Goal: Change every "evenodd" to "nonzero" in the lines from the start of the records through the line that contains "M279 168L282 164L289", and write those lines out again with nothing else altered.

Input data:
▬▬▬▬▬▬
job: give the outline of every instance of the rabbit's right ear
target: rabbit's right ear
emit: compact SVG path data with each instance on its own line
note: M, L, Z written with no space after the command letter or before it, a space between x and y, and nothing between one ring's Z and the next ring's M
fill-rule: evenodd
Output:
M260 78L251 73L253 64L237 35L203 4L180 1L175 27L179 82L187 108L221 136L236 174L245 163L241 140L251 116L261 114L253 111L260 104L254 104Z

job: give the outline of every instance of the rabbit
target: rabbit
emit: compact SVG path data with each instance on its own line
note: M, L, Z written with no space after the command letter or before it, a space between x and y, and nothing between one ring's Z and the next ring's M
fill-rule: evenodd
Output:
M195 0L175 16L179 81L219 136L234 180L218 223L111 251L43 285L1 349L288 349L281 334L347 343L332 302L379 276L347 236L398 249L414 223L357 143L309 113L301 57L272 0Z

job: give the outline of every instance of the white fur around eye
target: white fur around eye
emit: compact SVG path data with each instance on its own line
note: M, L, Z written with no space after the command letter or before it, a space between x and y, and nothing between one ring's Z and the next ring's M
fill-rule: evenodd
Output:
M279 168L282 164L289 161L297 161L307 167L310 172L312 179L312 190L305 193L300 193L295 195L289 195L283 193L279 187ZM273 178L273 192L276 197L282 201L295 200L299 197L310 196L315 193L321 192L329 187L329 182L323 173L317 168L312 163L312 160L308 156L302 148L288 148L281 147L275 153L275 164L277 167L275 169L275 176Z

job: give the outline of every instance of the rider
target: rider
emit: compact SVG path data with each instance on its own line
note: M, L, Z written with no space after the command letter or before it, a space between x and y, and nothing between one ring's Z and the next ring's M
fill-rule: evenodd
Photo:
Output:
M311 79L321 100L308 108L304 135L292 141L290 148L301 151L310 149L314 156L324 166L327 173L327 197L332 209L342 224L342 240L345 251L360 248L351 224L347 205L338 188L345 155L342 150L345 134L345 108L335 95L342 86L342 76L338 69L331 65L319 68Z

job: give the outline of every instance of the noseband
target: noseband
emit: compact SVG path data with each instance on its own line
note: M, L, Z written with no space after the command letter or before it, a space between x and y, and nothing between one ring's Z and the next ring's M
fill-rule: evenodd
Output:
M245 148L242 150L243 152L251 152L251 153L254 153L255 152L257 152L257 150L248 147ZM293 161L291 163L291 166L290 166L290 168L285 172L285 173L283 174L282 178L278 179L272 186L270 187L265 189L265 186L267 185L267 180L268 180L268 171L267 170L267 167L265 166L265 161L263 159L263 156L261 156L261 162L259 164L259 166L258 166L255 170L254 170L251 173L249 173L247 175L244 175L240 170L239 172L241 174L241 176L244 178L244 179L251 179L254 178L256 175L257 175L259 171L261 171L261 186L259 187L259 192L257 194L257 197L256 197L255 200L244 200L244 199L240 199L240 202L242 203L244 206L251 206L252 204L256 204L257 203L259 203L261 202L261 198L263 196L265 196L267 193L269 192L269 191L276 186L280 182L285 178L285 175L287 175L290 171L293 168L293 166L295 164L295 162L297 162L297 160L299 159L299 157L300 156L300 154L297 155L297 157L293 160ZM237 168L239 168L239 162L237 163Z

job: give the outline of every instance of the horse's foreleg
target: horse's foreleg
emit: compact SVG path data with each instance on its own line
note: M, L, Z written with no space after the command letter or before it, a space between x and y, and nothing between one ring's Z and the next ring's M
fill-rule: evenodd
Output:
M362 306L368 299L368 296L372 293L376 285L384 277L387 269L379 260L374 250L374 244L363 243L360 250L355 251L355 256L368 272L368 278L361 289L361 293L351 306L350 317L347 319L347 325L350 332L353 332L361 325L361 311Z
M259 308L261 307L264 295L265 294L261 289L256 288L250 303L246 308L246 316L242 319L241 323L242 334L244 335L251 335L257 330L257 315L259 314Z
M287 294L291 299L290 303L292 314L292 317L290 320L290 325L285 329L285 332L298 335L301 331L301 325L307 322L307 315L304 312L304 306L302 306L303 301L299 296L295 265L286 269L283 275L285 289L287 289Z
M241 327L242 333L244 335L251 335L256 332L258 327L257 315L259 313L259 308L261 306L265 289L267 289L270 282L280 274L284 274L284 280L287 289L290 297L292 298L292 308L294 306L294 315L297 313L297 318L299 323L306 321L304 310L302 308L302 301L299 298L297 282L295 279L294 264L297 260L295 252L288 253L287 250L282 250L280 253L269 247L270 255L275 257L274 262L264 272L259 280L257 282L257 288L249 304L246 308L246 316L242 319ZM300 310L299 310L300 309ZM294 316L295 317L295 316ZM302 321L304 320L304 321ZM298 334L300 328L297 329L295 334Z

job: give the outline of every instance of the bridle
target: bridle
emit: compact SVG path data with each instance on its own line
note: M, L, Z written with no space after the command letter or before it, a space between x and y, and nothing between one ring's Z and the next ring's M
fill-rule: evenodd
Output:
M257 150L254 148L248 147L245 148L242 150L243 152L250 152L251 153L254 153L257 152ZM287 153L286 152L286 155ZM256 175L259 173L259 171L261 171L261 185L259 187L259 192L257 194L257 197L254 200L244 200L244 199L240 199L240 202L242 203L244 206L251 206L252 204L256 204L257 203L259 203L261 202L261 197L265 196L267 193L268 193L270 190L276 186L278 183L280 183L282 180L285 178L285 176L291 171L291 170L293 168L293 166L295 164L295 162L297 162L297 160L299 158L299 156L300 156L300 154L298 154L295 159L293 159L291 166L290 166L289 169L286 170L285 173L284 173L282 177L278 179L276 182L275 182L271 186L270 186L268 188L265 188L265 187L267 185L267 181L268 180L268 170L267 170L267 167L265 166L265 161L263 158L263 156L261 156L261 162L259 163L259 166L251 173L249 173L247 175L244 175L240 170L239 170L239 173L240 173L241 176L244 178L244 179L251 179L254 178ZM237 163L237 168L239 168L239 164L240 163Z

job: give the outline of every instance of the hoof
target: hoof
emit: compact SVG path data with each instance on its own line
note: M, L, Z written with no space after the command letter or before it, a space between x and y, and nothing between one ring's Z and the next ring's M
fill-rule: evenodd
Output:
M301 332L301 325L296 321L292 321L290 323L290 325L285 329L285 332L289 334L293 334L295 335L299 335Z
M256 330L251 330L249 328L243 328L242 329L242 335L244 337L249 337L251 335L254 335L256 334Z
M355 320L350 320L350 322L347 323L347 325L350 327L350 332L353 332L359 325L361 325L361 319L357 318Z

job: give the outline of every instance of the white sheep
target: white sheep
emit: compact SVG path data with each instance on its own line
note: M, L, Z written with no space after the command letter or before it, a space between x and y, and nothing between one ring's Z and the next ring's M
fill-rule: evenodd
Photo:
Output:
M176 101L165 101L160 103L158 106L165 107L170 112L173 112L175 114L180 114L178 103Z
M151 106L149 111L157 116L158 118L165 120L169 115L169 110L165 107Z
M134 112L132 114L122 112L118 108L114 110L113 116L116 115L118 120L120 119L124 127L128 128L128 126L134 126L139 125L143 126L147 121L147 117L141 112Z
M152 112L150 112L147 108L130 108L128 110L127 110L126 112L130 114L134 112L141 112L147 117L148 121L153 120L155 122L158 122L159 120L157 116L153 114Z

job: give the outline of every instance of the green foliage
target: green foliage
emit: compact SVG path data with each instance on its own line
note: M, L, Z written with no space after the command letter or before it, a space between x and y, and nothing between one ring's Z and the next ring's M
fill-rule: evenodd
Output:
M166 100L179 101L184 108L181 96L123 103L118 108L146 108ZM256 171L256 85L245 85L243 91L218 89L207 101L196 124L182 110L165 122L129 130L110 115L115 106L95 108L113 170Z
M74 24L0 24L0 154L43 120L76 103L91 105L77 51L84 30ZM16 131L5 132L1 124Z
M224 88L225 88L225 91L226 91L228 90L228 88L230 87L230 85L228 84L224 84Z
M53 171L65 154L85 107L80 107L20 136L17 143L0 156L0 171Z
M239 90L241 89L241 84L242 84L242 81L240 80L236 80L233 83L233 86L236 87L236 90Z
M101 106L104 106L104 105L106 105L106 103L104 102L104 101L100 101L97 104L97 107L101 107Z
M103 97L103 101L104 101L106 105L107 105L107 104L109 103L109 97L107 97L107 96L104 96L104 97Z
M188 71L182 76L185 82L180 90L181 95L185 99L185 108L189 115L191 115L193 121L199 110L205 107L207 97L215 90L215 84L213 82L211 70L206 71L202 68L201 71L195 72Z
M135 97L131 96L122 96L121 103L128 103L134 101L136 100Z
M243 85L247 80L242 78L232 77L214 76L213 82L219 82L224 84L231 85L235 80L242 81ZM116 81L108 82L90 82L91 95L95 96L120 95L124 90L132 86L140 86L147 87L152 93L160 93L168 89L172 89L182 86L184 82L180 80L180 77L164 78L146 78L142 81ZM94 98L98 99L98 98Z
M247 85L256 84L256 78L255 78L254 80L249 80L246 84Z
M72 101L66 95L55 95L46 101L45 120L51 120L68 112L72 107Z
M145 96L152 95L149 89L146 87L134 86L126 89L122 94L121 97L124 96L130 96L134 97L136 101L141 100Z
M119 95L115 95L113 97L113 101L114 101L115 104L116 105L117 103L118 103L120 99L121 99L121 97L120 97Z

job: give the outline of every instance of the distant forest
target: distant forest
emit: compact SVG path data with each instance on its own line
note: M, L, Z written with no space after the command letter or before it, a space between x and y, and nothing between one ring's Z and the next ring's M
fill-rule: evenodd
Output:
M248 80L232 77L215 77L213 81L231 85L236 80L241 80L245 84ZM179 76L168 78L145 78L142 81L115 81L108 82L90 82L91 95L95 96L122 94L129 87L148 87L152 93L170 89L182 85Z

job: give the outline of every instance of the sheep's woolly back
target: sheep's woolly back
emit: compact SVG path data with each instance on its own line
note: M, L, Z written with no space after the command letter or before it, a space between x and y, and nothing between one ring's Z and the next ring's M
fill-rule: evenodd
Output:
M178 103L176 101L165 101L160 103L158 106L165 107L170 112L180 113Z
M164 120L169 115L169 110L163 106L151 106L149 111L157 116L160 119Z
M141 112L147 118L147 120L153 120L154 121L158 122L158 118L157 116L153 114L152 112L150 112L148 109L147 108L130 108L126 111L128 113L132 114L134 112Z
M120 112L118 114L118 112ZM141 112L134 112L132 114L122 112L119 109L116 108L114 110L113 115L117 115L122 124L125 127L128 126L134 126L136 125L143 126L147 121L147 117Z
▬▬▬▬▬▬
Correct response:
job: give the outline of every instance of the rabbit's right ear
target: rabbit's right ear
emit: compact SVG path data with each instance on its own line
note: M, L, Z written with no space after the command letter or before it, a space between x and y, and nothing between one ring's Z and the next ring's M
fill-rule: nonzero
Output:
M260 78L251 73L253 64L237 35L203 4L180 1L175 27L179 82L187 108L221 136L236 174L245 163L241 140L251 116L261 114L253 111L260 104L254 104Z

job: give the outline of every instance of the rabbit
target: rabbit
emit: compact SVG path data with each instance on its own line
note: M, L, Z written with no space after the command letter or before it, a space between x and y, and nothing between one ring's Z and the next ring's M
fill-rule: nonzero
Output:
M195 0L175 16L179 81L219 136L234 180L218 223L111 251L43 285L1 349L288 349L281 334L347 343L332 302L379 276L347 236L398 249L414 223L357 143L309 113L301 57L272 0Z

job: give the outline of every instance of the white fur around eye
target: white fur around eye
emit: compact SVG path data with each instance on its own line
note: M, L, Z written with no space after the command letter or before it, a space between x and y, and nothing between one ring's Z and the next ring's M
fill-rule: nonzero
Output:
M279 168L282 164L289 161L297 161L307 167L310 172L312 179L312 190L305 193L300 193L295 195L289 195L283 193L279 187ZM273 178L273 192L276 197L282 201L295 200L299 197L310 196L315 193L321 192L329 187L329 182L323 173L317 168L312 163L312 160L308 156L302 148L288 148L281 147L275 153L275 164L277 167L275 169L275 176Z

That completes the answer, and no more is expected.